Your assignment:
Set down exactly, with nothing added, the lines from the one containing "the white baseboard" through the end of the entries.
=== Input for this task ===
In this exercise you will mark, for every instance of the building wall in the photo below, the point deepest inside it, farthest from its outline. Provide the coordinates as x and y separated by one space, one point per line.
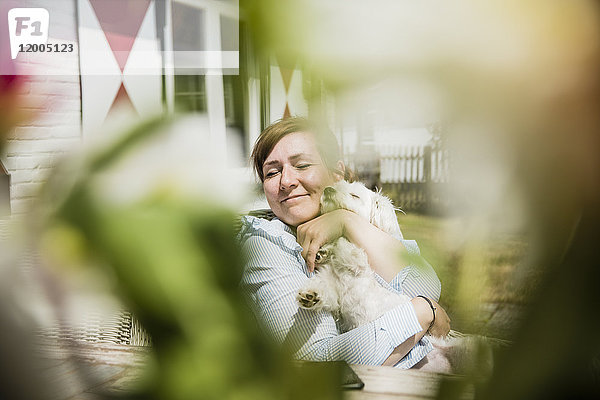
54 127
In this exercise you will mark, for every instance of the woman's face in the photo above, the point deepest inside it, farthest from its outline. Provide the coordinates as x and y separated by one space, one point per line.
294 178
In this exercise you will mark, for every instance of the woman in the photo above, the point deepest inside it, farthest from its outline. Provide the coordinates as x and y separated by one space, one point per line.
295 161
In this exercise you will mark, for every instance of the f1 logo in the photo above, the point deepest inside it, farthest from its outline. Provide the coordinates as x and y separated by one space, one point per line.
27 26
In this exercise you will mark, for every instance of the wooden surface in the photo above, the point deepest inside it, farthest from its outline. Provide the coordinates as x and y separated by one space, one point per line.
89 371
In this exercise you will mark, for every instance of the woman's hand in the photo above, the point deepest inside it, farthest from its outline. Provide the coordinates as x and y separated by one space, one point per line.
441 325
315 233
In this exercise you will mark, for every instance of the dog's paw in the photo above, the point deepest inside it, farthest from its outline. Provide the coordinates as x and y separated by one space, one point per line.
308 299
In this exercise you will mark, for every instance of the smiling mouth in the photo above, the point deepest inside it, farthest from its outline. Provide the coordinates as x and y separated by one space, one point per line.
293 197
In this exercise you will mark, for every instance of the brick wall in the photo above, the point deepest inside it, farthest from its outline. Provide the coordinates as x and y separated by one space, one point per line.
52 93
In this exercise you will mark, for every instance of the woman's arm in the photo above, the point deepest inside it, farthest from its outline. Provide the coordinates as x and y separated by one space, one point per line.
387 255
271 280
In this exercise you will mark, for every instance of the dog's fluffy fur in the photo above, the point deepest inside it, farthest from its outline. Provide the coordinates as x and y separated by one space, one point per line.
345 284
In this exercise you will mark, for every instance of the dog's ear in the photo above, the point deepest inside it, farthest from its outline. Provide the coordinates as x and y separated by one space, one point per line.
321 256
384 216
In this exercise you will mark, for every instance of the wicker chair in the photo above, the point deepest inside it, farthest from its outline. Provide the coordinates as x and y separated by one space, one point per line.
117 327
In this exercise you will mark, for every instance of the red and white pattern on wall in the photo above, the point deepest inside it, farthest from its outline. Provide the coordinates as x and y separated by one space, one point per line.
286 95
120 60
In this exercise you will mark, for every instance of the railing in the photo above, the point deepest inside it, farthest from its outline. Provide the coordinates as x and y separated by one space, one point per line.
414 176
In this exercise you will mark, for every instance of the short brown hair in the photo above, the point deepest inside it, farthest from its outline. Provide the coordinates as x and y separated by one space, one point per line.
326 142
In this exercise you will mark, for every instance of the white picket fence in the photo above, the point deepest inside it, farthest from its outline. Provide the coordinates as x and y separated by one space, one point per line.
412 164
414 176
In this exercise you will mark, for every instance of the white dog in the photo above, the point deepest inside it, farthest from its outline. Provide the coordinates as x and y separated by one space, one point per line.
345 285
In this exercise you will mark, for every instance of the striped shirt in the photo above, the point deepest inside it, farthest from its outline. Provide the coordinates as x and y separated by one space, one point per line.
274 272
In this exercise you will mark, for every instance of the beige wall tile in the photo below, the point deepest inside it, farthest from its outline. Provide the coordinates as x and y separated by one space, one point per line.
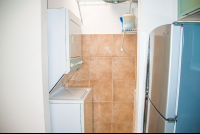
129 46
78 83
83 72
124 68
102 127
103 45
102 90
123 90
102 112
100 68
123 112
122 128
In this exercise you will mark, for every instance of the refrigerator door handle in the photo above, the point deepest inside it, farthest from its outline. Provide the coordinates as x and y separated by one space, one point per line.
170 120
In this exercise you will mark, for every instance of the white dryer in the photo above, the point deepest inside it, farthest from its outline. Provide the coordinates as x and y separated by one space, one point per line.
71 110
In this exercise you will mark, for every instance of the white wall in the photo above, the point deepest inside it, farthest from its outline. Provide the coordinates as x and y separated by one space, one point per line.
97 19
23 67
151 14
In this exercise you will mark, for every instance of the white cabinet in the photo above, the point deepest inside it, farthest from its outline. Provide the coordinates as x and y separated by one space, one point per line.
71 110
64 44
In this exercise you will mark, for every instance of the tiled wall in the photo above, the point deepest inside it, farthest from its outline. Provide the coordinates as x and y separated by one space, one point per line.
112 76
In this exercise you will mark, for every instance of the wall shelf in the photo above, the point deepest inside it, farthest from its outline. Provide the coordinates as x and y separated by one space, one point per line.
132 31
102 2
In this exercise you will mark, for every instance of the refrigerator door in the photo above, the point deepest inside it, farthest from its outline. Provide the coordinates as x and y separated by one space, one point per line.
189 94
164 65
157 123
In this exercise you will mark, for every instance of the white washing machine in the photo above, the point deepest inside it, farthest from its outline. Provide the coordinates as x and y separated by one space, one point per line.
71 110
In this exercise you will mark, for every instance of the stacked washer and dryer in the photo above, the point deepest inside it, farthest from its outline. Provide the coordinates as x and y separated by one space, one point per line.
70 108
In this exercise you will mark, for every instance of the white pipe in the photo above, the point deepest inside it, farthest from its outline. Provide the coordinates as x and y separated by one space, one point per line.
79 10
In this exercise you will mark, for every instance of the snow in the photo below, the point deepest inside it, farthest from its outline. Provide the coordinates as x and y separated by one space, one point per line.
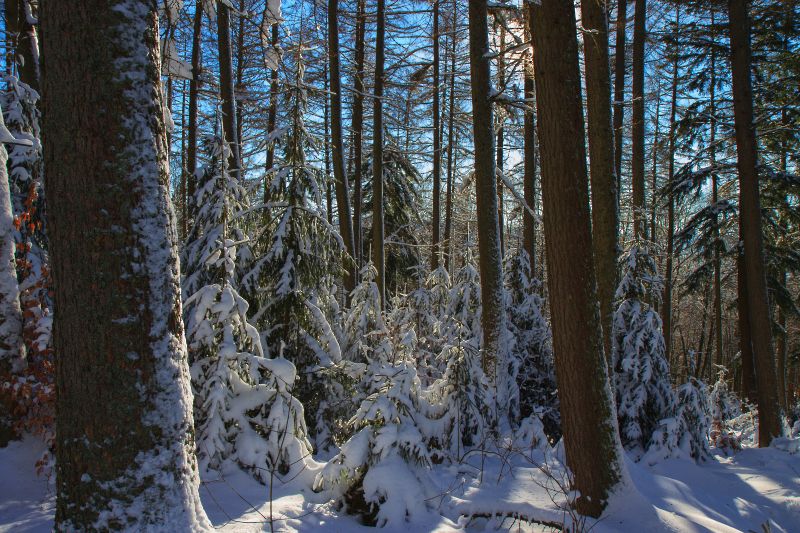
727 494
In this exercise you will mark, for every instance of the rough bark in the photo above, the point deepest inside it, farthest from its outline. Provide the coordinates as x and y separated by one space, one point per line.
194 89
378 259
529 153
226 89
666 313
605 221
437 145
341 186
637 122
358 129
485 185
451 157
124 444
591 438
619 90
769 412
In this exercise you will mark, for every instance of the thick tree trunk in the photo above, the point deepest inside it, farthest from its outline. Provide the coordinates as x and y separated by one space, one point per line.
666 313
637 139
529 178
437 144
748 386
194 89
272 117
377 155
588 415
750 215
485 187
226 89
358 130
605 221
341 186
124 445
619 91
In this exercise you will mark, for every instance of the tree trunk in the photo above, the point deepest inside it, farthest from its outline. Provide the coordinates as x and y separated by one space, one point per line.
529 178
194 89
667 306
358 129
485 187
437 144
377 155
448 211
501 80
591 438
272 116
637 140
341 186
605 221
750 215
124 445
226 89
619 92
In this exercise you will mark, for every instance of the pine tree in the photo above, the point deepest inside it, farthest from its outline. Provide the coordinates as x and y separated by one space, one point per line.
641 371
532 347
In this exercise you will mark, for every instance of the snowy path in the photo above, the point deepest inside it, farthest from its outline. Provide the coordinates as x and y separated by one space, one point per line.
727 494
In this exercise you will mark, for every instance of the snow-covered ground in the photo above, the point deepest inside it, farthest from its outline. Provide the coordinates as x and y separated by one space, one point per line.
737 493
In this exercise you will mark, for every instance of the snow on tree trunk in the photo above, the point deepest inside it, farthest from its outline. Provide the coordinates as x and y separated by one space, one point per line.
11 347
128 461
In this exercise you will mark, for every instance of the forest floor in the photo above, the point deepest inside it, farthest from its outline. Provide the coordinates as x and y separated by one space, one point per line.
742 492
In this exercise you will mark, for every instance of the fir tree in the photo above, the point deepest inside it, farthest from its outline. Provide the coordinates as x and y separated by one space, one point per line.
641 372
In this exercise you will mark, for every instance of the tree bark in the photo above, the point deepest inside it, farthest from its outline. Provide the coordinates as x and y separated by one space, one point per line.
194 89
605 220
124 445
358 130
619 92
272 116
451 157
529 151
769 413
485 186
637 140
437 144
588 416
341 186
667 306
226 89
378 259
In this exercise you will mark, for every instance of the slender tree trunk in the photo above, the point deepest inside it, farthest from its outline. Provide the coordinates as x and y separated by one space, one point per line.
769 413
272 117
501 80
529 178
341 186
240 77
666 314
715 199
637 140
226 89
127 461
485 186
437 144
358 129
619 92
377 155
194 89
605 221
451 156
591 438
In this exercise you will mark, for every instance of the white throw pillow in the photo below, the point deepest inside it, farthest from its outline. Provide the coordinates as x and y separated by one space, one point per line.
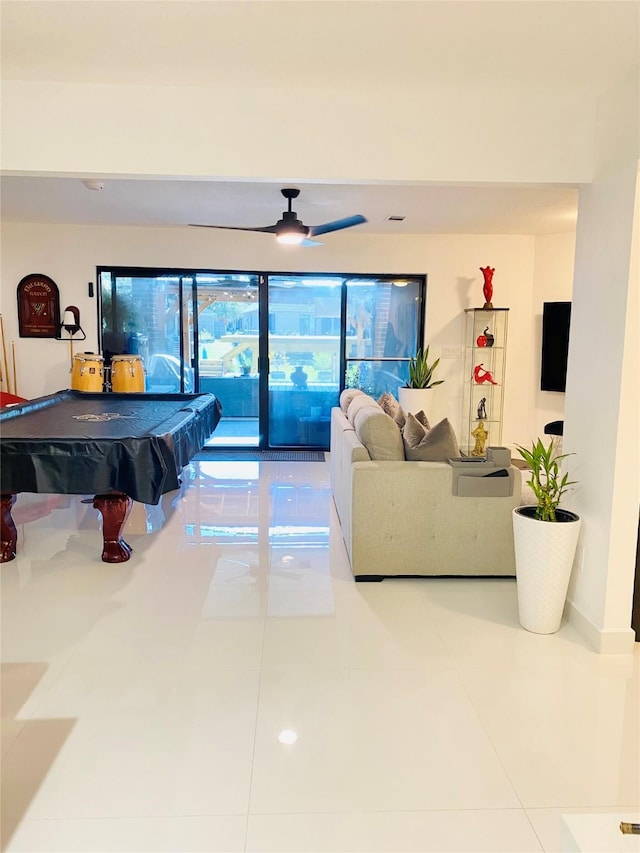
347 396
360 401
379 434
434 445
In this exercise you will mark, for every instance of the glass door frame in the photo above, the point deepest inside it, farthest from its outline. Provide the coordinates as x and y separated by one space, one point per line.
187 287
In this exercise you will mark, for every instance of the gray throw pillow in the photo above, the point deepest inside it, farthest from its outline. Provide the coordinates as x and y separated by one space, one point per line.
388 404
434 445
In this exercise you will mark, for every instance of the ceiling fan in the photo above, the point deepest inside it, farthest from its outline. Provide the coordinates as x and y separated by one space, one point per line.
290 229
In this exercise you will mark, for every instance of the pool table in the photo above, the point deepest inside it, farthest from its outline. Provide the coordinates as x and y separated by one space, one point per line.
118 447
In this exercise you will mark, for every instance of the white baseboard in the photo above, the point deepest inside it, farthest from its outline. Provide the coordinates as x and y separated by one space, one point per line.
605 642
===
Your response:
In this exercise you will mark, for every instance of the white baseboard in the photo above, the point deepest inside it, farthest from its outline. Provide the coordinates as x and y separated by one space, one point per line.
605 642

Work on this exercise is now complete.